╭─ Ausgewählter Auszug

Streit im Rathaus:Geschichten, wie hinterfotzig sich die Bürgermeisterbüros beharken

Streit im Rathaus: Josef Schmid (links) und Dieter Reiter: Ihre Büros liegen aneinander - trotzdem dauert der Transport mancher Unterlagen Wochen.

Josef Schmid (links) und Dieter Reiter: Ihre Büros liegen aneinander - trotzdem dauert der Transport mancher Unterlagen Wochen.

(Foto: Robert Haas, Montage: SZ)
  • Die Stimmung zwischen den Regierungsparteien ist nach der geplatzten Referentenwahl aufgeheizt.
  • Oberbürgermeister Dieter Reiter lässt keine Gelegenheit aus, zu demonstrieren, dass ihm niemand etwas kann.
  • In vielen Streitpunkten wird die CSU erst spät informiert.

Von Heiner Effern und Dominik Hutter

Mit dem "Wir" hat es Dieter Reiter nicht so. Wieder einmal. Als der Oberbürgermeister im Stadtrat erklärt, wie es zur historischen Panne kam, dass die Wahl von sechs Referenten geplatzt ist, sagt er: "Deshalb habe ich gestern Abend entschieden, dann wählen wir nicht." Bürgermeister Josef Schmid, der direkt neben Reiter sitzt, kommt in Reiters kurzer Rede nicht vor. Ebenso wie die CSU, die nach eigener Lesart die Entscheidung, die in einer gemeinsamen Krisensitzung gefallen ist, maßgeblich beeinflusst hat. Schmid sitzt also neben Reiter und sagt: nichts.

Die zwei mächtigsten Männer der Stadt flüstern im Verlauf einer Sitzung schon, unterhalten sich. Aber reden sie auch miteinander? Das Führungstandem der großen Koalition, das hat sich in den vergangenen Monaten gezeigt, ist in Krisenzeiten eher Risikofaktor als Feuerwehr.

╰─
╭─ Gespeicherte Daten

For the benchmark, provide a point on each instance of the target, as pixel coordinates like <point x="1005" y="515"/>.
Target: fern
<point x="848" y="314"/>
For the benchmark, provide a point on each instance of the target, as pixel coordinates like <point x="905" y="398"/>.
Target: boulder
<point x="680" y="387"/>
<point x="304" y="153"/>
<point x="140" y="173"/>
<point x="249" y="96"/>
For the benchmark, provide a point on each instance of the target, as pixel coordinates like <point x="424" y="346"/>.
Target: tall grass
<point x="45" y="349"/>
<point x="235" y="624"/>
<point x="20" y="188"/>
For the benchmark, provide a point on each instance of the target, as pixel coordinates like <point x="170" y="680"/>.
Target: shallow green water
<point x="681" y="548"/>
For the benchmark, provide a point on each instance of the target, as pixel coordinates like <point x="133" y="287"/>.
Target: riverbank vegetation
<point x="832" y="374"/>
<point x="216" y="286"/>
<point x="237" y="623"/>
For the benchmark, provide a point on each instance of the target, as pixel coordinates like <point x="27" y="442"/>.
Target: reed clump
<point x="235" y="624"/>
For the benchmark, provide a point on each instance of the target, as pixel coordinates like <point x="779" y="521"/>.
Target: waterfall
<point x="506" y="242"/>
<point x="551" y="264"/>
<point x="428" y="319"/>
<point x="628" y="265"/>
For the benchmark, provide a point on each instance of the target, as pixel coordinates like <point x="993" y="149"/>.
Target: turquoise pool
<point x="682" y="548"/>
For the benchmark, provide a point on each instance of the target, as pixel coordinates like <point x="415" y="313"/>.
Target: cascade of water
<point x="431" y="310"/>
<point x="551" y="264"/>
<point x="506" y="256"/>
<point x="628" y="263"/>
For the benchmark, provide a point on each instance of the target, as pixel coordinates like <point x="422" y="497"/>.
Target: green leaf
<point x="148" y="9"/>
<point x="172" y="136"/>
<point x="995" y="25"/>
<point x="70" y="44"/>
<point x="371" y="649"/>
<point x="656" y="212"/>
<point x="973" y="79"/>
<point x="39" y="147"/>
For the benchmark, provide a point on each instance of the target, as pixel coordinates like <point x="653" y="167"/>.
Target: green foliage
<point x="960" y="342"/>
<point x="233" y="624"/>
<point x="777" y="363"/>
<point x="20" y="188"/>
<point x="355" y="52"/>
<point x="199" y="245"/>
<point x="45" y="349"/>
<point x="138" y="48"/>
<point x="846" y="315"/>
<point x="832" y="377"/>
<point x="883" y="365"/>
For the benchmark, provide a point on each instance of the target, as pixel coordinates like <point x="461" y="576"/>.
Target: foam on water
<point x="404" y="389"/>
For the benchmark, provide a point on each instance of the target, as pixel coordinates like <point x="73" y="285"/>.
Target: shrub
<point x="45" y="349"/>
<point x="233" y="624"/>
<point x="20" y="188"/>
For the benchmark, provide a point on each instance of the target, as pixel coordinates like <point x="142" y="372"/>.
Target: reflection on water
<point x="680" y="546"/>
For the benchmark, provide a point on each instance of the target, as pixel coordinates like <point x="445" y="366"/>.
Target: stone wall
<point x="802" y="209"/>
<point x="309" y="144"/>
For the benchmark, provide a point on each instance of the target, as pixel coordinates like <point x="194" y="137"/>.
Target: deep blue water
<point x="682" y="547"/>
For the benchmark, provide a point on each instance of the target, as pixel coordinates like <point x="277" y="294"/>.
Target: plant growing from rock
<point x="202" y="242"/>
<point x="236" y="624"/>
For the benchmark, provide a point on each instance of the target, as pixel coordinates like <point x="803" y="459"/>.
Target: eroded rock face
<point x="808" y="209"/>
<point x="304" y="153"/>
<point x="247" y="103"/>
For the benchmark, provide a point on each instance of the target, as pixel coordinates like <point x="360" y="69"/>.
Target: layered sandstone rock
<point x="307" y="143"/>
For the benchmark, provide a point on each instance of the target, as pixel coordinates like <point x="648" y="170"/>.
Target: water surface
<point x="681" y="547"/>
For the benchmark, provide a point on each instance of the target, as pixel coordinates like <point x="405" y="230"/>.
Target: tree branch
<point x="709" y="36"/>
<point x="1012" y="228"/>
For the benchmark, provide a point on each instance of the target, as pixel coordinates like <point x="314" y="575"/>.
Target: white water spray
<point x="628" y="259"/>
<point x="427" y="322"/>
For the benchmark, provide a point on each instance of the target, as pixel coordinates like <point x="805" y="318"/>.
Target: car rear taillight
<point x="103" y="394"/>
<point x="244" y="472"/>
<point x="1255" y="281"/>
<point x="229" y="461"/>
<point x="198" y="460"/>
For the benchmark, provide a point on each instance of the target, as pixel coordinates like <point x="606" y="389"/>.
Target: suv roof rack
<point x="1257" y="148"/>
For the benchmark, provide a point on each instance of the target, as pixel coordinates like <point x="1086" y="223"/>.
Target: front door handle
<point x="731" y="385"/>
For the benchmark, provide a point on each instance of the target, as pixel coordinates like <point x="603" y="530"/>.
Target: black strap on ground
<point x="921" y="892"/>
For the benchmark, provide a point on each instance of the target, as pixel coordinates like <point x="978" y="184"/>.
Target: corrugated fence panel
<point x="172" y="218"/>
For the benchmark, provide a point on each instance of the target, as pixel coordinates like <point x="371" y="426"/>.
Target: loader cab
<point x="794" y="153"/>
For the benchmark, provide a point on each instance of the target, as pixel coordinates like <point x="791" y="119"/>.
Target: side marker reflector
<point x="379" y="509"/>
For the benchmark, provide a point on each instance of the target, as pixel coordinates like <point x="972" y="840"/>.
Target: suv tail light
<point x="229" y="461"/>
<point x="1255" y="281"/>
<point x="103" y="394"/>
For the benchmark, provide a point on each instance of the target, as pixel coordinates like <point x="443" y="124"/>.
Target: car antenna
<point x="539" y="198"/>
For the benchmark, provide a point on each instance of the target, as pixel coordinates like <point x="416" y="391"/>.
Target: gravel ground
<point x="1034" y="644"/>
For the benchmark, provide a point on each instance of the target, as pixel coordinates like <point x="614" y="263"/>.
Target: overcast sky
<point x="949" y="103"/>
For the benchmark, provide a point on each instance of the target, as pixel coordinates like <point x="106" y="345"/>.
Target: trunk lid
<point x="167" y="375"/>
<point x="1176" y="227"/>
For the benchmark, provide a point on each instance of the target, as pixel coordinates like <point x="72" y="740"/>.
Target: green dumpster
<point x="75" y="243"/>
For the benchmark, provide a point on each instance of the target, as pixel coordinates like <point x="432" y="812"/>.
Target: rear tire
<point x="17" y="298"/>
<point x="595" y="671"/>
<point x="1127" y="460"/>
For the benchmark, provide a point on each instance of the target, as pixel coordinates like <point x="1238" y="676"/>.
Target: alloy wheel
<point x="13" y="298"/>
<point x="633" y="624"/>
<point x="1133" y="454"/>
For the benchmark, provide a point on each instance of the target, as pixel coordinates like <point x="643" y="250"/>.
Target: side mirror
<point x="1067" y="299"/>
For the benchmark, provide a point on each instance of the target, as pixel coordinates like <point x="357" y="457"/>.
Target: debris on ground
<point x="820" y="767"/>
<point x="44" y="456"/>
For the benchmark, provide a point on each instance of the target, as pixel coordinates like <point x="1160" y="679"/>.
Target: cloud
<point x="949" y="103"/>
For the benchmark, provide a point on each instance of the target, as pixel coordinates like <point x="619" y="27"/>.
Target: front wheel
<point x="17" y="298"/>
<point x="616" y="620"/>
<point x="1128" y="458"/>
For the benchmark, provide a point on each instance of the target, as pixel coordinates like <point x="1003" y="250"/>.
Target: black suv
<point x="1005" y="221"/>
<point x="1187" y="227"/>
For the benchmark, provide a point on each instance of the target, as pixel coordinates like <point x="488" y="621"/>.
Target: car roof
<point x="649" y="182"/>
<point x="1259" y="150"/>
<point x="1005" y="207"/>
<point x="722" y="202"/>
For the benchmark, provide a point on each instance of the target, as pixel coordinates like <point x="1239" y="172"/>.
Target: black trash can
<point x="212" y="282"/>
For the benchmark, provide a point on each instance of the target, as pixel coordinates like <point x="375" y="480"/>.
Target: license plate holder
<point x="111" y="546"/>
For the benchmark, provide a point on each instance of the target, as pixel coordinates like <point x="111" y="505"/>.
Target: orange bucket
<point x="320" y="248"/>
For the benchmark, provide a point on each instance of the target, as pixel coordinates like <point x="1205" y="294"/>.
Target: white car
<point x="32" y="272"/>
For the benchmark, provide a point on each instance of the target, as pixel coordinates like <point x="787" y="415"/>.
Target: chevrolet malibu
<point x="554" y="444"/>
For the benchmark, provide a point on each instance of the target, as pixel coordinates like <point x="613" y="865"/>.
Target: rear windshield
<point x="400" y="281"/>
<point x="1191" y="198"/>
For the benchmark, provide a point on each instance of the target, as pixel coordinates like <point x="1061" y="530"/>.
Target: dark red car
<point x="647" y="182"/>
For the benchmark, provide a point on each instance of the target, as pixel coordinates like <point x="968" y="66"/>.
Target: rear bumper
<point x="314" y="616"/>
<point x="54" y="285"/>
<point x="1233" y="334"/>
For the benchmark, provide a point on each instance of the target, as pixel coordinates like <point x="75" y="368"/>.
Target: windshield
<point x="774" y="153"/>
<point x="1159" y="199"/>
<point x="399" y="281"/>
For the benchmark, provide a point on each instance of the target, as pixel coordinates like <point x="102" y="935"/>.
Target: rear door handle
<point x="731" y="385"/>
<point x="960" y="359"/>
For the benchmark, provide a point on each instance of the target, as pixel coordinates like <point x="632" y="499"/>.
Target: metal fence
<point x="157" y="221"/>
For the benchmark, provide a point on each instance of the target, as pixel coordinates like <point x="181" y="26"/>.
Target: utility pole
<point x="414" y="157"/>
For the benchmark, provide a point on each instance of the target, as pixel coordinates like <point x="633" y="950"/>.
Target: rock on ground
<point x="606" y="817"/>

╰─

* Ziel der Übung
Wie viele Referenten sollten laut dem Artikel über den Streit im Rathaus in der geplatzten Wahl gewählt werden?

* Lösung der Aufgabe
Sechs Referenten.